*Your task*.
Reproduce the text on Finland's national linked open data infrastructure for digital humanities word for word, from start to finish.
--- start of Source document ---
National Linked Open Data Infrastructure for Digital Humanities

This is part of our special feature, Digitization of Memory and Politics in Eastern Europe.
A spotlight on the University of Helsinki.

 

Data, the oil of the digital world, is typically interlinked in content, published in different formats and languages, and is distributed in different services across countries. To create intelligent web services based on such heterogeneously distributed data sources, e.g., collection data in different cultural heritage organizations, the data has to be made mutually interoperable and machine understandable. Furthermore, lots of duplicate work can be eliminated if the data is not only interoperable, but also findable, accessible, and re-usable between the data publishers and users. To satisfy these FAIR principles,[1] a shared data infrastructure is needed.

 

A National Vision since 2003

Linked Open Data Infrastructure for Digital Humanities in Finland (LODI4DH)[2] is a joint initiative of the Helsinki Centre for Digital Humanities (HELDIG), the University of Helsinki (UH), and Aalto University Department of Computer Science. It aims to create living lab prototypes of centralized national Linked Data services for open science. The services enable publication and utilization of datasets for data-intensive Digital Humanities (DH) research and application in structured, standardized Semantic Web formats via open interfaces.[3] Major components of LODI4DH include domain ontologies for data linking (historical places and maps, persons, events, keyword concepts, and times), harmonizing metadata models (extending, e.g., the CIDOC CRM ontology), publishing core datasets for re-use (related to cultural heritage and legislation), various Linked Data services for developers, and online learning materials about Linked Data.
--- end of Source document ---
--- start of Entries shown ---
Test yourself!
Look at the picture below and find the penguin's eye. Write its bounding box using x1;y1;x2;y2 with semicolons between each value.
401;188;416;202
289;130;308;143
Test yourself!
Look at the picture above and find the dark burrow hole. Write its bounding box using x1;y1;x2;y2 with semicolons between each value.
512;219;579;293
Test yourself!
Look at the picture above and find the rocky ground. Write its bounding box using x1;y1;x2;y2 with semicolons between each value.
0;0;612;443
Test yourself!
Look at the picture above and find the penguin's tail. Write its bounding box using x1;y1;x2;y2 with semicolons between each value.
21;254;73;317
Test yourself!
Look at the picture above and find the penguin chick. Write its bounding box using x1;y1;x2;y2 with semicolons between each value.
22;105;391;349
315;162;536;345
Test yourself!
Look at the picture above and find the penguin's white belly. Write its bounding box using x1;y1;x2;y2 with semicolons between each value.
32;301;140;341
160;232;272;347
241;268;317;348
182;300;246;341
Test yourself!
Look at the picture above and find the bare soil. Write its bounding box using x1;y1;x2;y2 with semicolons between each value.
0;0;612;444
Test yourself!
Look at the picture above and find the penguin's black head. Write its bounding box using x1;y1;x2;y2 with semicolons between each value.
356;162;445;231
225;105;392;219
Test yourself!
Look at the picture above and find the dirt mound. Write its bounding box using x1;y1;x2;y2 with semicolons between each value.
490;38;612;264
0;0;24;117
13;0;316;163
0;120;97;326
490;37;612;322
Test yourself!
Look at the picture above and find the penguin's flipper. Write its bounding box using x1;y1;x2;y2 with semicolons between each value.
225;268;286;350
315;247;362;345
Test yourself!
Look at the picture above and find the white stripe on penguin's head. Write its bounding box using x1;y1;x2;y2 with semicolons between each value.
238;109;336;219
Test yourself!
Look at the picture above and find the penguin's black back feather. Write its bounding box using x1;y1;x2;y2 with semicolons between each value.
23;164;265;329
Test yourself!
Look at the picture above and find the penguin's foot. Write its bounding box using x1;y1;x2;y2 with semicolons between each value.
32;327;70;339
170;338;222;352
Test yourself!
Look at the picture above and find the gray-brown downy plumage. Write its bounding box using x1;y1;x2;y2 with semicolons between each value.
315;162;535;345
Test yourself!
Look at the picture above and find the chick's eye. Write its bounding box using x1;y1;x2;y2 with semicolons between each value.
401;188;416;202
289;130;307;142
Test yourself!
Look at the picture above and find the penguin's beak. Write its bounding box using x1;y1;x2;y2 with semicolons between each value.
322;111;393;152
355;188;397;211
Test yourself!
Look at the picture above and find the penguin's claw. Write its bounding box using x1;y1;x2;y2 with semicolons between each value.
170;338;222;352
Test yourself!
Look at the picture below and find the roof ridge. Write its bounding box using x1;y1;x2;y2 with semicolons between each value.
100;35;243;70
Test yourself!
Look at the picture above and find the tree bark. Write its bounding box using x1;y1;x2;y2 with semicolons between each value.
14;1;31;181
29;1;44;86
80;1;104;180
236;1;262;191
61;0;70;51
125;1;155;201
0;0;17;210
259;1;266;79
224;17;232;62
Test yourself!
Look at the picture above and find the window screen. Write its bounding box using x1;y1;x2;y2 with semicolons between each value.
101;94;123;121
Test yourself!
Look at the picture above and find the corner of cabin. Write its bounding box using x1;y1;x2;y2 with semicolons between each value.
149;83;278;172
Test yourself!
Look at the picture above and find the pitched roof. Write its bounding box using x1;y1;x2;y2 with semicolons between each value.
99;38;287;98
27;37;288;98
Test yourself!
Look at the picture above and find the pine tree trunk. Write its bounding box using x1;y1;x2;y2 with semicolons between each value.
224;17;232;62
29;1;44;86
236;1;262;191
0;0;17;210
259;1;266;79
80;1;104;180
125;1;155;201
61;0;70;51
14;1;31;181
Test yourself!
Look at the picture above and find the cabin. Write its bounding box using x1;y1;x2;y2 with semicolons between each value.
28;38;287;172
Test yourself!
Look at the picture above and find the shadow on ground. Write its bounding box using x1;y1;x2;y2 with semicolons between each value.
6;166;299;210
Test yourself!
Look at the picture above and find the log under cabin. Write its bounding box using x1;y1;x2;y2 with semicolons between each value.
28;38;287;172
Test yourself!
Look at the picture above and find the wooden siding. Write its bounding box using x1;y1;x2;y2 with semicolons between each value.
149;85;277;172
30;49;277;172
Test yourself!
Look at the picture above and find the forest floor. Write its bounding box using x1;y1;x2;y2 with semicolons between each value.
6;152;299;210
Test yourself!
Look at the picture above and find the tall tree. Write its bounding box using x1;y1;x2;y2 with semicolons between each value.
--- end of Entries shown ---
*Exercise response*.
National Linked Open Data Infrastructure for Digital Humanities

This is part of our special feature, Digitization of Memory and Politics in Eastern Europe.
A spotlight on the University of Helsinki.

 

Data, the oil of the digital world, is typically interlinked in content, published in different formats and languages, and is distributed in different services across countries. To create intelligent web services based on such heterogeneously distributed data sources, e.g., collection data in different cultural heritage organizations, the data has to be made mutually interoperable and machine understandable. Furthermore, lots of duplicate work can be eliminated if the data is not only interoperable, but also findable, accessible, and re-usable between the data publishers and users. To satisfy these FAIR principles,[1] a shared data infrastructure is needed.

 

A National Vision since 2003

Linked Open Data Infrastructure for Digital Humanities in Finland (LODI4DH)[2] is a joint initiative of the Helsinki Centre for Digital Humanities (HELDIG), the University of Helsinki (UH), and Aalto University Department of Computer Science. It aims to create living lab prototypes of centralized national Linked Data services for open science. The services enable publication and utilization of datasets for data-intensive Digital Humanities (DH) research and application in structured, standardized Semantic Web formats via open interfaces.[3] Major components of LODI4DH include domain ontologies for data linking (historical places and maps, persons, events, keyword concepts, and times), harmonizing metadata models (extending, e.g., the CIDOC CRM ontology), publishing core datasets for re-use (related to cultural heritage and legislation), various Linked Data services for developers, and online learning materials about Linked Data.